Set task. Rewrite the rows below as a numbered list, dropping any blank lines.
+ + +
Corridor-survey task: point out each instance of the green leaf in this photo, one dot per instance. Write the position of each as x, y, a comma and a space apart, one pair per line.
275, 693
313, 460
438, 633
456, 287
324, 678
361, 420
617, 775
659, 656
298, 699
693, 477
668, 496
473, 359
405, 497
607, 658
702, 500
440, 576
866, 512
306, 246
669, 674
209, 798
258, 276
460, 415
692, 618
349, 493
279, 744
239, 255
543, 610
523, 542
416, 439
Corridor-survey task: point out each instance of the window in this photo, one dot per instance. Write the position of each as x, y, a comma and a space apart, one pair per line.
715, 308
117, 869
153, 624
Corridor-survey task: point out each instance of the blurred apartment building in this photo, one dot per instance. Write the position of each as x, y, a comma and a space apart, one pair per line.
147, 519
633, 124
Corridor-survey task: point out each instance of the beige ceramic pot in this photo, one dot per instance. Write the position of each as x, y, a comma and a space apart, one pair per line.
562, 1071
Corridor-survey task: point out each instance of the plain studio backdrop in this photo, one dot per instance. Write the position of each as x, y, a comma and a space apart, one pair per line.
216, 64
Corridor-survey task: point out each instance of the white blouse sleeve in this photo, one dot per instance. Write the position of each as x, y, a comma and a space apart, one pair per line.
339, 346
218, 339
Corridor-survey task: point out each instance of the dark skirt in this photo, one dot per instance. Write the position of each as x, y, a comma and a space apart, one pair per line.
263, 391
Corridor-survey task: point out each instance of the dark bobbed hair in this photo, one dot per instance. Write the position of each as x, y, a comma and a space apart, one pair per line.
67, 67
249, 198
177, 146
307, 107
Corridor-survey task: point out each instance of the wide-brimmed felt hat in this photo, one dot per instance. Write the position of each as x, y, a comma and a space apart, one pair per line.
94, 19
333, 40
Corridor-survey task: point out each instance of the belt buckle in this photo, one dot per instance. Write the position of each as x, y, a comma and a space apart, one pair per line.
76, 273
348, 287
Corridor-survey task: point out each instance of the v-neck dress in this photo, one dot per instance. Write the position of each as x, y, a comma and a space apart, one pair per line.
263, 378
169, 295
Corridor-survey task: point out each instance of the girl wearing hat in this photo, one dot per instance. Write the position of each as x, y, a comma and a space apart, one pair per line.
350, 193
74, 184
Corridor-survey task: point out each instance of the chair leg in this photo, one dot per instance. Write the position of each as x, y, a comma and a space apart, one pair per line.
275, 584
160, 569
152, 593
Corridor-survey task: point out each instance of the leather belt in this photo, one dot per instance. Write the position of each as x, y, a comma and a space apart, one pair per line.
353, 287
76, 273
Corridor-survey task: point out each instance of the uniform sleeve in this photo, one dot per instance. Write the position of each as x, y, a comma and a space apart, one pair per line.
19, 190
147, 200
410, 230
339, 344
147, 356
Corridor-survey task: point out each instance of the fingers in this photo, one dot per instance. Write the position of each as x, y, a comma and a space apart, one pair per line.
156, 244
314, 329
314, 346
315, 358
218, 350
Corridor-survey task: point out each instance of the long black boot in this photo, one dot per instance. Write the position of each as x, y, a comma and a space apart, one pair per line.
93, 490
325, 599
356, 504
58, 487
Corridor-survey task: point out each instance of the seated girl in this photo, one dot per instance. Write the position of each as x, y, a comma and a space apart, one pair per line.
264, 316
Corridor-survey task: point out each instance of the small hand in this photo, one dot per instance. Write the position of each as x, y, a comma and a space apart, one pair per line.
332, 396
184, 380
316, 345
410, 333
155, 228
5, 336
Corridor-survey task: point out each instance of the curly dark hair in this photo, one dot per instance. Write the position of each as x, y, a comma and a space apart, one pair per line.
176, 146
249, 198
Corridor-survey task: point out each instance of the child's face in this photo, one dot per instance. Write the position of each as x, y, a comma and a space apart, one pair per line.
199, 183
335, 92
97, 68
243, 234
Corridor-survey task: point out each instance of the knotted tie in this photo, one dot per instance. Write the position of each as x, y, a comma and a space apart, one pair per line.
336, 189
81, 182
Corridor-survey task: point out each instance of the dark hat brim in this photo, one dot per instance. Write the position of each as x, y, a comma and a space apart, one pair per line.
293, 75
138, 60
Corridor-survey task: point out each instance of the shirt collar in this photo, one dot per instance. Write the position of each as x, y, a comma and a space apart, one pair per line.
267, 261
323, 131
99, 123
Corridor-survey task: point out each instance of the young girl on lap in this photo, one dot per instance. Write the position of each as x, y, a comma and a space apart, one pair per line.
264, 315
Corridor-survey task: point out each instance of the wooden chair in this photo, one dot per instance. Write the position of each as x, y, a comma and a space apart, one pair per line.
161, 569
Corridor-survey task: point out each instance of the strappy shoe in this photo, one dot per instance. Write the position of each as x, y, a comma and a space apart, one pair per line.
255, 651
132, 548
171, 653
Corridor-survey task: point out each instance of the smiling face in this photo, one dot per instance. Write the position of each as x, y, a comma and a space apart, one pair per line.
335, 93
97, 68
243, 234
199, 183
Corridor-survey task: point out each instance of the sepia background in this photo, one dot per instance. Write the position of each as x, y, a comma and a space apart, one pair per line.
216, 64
+ + +
Exercise answer.
1. Corridor-survey task: point out each instance of the green leaf in this photo, one dot per instance. Write the position of each as x, y, a comma and a space apart, one pair per line.
2. 275, 693
3. 313, 460
4. 438, 633
5. 456, 287
6. 324, 678
7. 361, 420
8. 617, 775
9. 659, 656
10. 298, 699
11. 693, 477
12. 668, 496
13. 473, 359
14. 405, 497
15. 607, 658
16. 702, 500
17. 440, 576
18. 866, 512
19. 306, 246
20. 669, 674
21. 209, 798
22. 258, 276
23. 460, 415
24. 692, 618
25. 349, 493
26. 279, 744
27. 239, 255
28. 543, 610
29. 523, 542
30. 416, 439
31. Corridor-survey task: point out each instance of the window in this photo, one dot per instance. Write the position of each as x, y, a comma and a space apart, one pair per line.
32. 715, 308
33. 117, 869
34. 153, 624
35. Corridor-survey task: point out each instance of the blurred apartment building in this photo, one dot per instance. Write the position of each as x, y, a comma and a space apart, one pair per line.
36. 147, 519
37. 633, 124
38. Corridor-survey task: point out each instance of the beige ceramic pot in this photo, one dot per instance. Write the position of each as x, y, a comma and a space apart, one pair per line.
39. 562, 1071
40. Corridor-survey task: point out each instance of the plain studio backdrop in this photo, one dot per instance. Write the position of each as x, y, a comma and a space apart, one pair per line.
41. 216, 64
42. Corridor-survey task: point out each instance of the white blouse sleeve in this photo, one dot per instance. Write the position of each as x, y, a comma and a space apart, one pair per line.
43. 339, 346
44. 218, 339
45. Corridor-survey task: point out each instance of the dark skirt in this photo, one dot per instance. Write the position of each as x, y, a comma and a space apart, one pair per line.
46. 263, 391
47. Corridor-survey task: point out each instance of the dark bobbed hair in this photo, one dot per instance. Write the position of each as x, y, a comma and a space apart, one pair per line.
48. 67, 67
49. 249, 198
50. 177, 146
51. 307, 107
52. Corridor-survey task: point out each instance of the wide-brimmed felt hat in this photo, one dot per instance. Write the position of each as x, y, a comma and a space apart, one pair per line.
53. 94, 19
54. 333, 40
55. Corridor-survey task: point out each instance of the belt buckle in this photo, one dot per instance. Write the position of each as x, y, a comma and a space apart, one pair per line.
56. 76, 273
57. 348, 287
58. Corridor-survey task: point out each instance of the v-neck dress in this photo, one dot per instance. Write the position of each as x, y, a comma and a space apart, one pair per line.
59. 263, 378
60. 169, 295
61. Corridor-survey task: point out each instance of the girl wearing hat in this photo, one dot per instance. Write the position of each as x, y, a comma and a space apart, one pair per line.
62. 350, 193
63. 74, 184
64. Corridor-survey task: point out each instance of the chair leg in this photo, one dot per instance. Write the position of each as x, y, a comma and a space apart, one pair per line.
65. 275, 584
66. 160, 569
67. 152, 593
68. Corridor-survey task: point out each instance of the leather belt in this photo, one dot per instance. Write the position of each as x, y, a comma and a space apart, one pair per line.
69. 353, 287
70. 76, 273
71. Corridor-survey task: point out each instance of the uniform sleeve in this photo, one dot per instance. Write the position of each as x, y, a comma and a space apart, one pair per line.
72. 19, 190
73. 147, 200
74. 410, 230
75. 339, 344
76. 147, 356
77. Corridor-survey task: point out each instance of the fingers in this photo, one dot per instance. Write the position of each as x, y, a comma and a space apart, one pair per line.
78. 156, 244
79. 314, 329
80. 314, 346
81. 315, 358
82. 218, 350
83. Corridor-survey task: point out each instance of the long black boot in this photo, one dot per instance. Write the position of each as x, y, a comma and a space apart, one pair per line.
84. 93, 490
85. 325, 599
86. 356, 504
87. 58, 487
88. Corridor-survey task: point out each instance of the seated girl in this photo, one dot per instance. Write the position of each as x, y, a comma and a space apart, one pair per line.
89. 264, 316
90. Corridor-survey task: point out each instance of the small hand in this photo, one dot per instance. Write the position of each as x, y, a comma and a space apart, one pair per line.
91. 332, 396
92. 184, 380
93. 316, 345
94. 410, 333
95. 155, 228
96. 5, 336
97. Corridor-survey task: point out each instance of the curly dark hair in this photo, one dot per instance. Write the position of each as x, y, a comma and a space apart, one pair per line.
98. 176, 146
99. 249, 198
100. Corridor-survey task: point out each instance of the child's face in this photo, one dot per instance. Write the position of each as x, y, a comma and a space apart, one pair per line.
101. 199, 183
102. 335, 92
103. 97, 68
104. 243, 234
105. Corridor-survey task: point out each instance of the knotted tie in this photo, one dot per instance. Write the position of each as x, y, a comma and a space apart, one pair per line.
106. 336, 189
107. 81, 182
108. Corridor-survey task: point out each instance of the dark hat brim in this photo, one dot per instance. Write the position of each as x, y, a comma and a space apart, one pair per line.
109. 293, 75
110. 138, 60
111. Corridor-survey task: point out each instance of the shirt collar in this photo, one dot per instance. Write the position of each as x, y, a comma and a space apart, one pair per line.
112. 267, 261
113. 323, 131
114. 99, 123
115. Corridor-survey task: point out each instance of the young girl on lap in this photo, one dot per instance. Write the position of each as x, y, a comma and a space apart, one pair per line.
116. 264, 315
117. Corridor-survey task: point out each instance of the wooden chair in this photo, one dot per instance. Write the position of each as x, y, a comma and a space apart, one pair per line.
118. 161, 569
119. Corridor-survey task: point out each instance of the strappy shoe in this photo, one dot per instance. Write the position of each as x, y, a comma and a space apart, one pair per line.
120. 255, 651
121. 132, 548
122. 171, 653
123. Corridor-survey task: point out each instance of the smiling face in this photo, one dot per instance. Write the position of each as x, y, a comma and a space apart, one pair per line.
124. 335, 93
125. 97, 68
126. 243, 234
127. 199, 183
128. Corridor-survey task: point out each instance of the sepia background in this photo, one dot per instance. Write the position of each as x, y, a comma and a space apart, one pair per line.
129. 216, 64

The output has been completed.